━━━━━ Dokumenttext ━━━━━

Ich muss mal wieder den Buhmann spielen und sagen: Ich verstehe das Tohuwabohu darum nicht. Der Pazifismusparagraph mag hohen Symbolcharakter haben, ist im Zweifel aber in meinen Augen eher hinderlich. Ein klarer Fall von Idealismus vs. Realpolitik.
Wer meint, dass Japan sofort nach dem Fallen des Paragraphen einen Krieg vom Zaun bricht, der glaubt auch, dass Russland ins Baltikum einmarschiert. Beides wird nicht zutreffen.
Randbemerkung: Ende August findet an der Ludwig-Maximilians-Universität in München an drei Tagen der deutschsprachige Japanologentag statt. In der Politik-Sektion ist natürlich Abe ein großes Thema. Werde wohl da sein und bin gespannt, wie die Wissenschaftler die Sache einschätzen. (Hier für evtl. Interessenten der Link: http://www.japanologentag2015.japan.uni-muenchen.de/sektionen_panels/politik/index.html )
Das meint auch niemand. Es geht hier um Möglichkeiten, die von der Politik, wenn vorhanden, dann auch irgendwann genutzt werden, meist eben nicht zum Wohle aller. An einem Beispiel aus Deutschland kann man diesen Mechanismus gut erkennen: die Maut-Brücken. Niemand hat vorgehabt, diese zur Überwachung einzusetzen und passiert ist es dann doch, eben weil die Möglichkeit vorhanden und scheinbar so verlockend war.

━━━━━ Angezeigte Einträge ━━━━━

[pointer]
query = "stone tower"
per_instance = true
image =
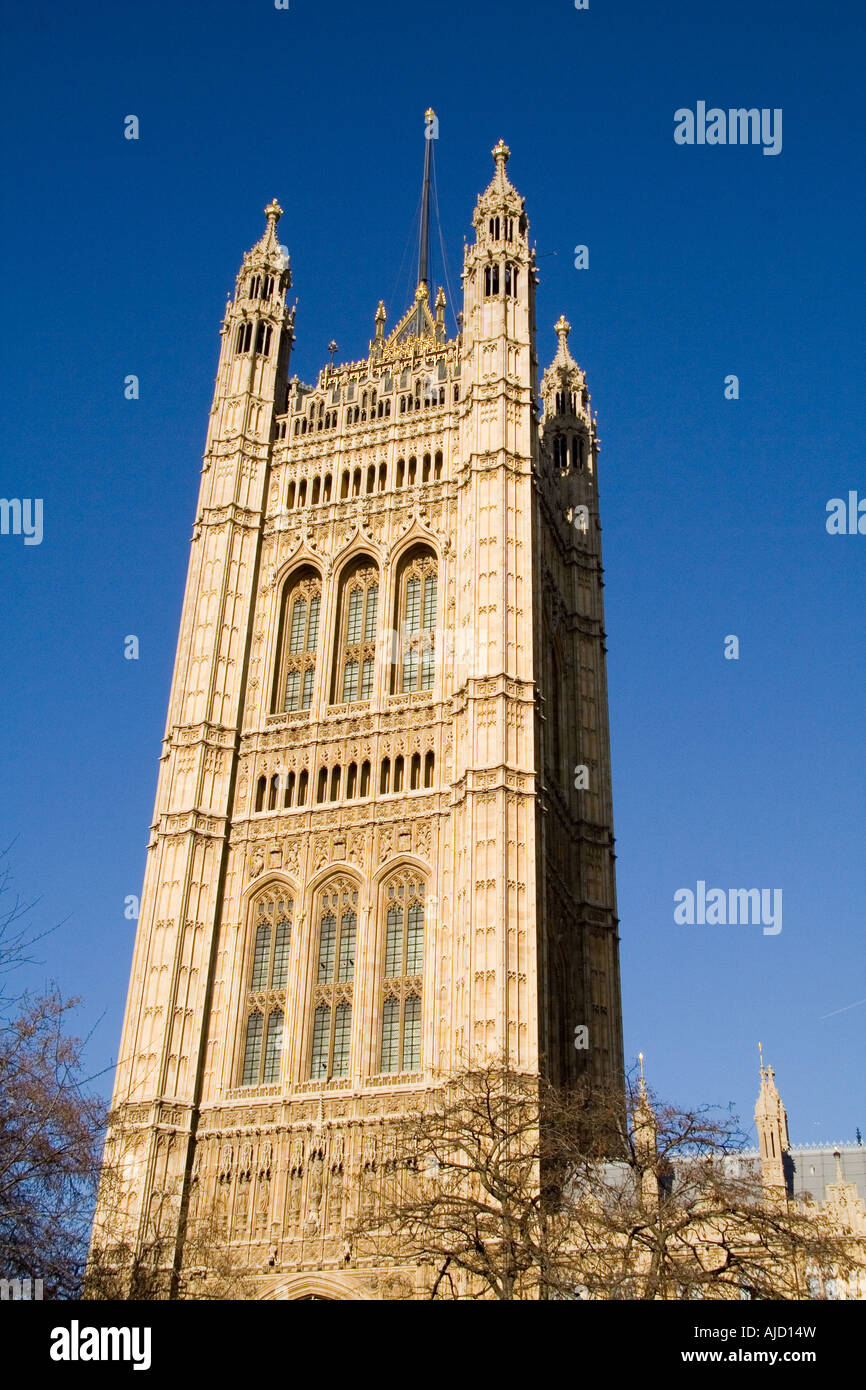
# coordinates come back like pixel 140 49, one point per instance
pixel 772 1125
pixel 382 838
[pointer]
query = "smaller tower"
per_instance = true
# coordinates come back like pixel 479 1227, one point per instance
pixel 645 1134
pixel 772 1123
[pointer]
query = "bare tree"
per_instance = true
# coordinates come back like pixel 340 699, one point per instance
pixel 157 1265
pixel 50 1132
pixel 512 1190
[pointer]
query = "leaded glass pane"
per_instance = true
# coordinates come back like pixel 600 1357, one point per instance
pixel 252 1050
pixel 353 626
pixel 346 945
pixel 394 943
pixel 321 1027
pixel 367 679
pixel 428 666
pixel 342 1029
pixel 414 944
pixel 373 598
pixel 260 957
pixel 412 1034
pixel 299 622
pixel 281 955
pixel 273 1048
pixel 391 1036
pixel 292 683
pixel 430 601
pixel 349 683
pixel 313 627
pixel 413 605
pixel 410 669
pixel 327 948
pixel 306 699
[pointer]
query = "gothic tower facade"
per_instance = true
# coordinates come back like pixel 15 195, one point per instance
pixel 382 840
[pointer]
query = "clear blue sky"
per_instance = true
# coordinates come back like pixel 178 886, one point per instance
pixel 702 262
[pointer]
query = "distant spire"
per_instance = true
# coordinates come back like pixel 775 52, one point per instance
pixel 423 284
pixel 430 116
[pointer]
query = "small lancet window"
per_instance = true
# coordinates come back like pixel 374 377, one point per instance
pixel 266 998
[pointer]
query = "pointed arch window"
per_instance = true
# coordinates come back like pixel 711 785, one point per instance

━━━━━

• **Zu beantwortende Fragen**:
1. An welcher Hochschule findet laut Dokumenttext der deutschsprachige Japanologentag statt?
2. Prüfe anhand des Dokumenttexts jede Aussage mit Ja oder Nein und belege sie mit den entscheidenden Worten im genauen Wortlaut: (a) Der Japanologentag erstreckt sich über drei Tage. (b) Die Maut-Brücken waren von Anfang an zur Überwachung vorgesehen. (c) Der Pazifismusparagraph wird im Text als eher hinderlich eingeschätzt.
Die Einträge haben mit dem Dokumenttext nichts zu tun.

• **Lösungen der Aufgaben**:
1. An der Ludwig-Maximilians-Universität in München.

2.
(a) Ja: „an drei Tagen“
(b) Nein: „Niemand hat vorgehabt, diese zur Überwachung einzusetzen“
(c) Ja: „ist im Zweifel aber in meinen Augen eher hinderlich“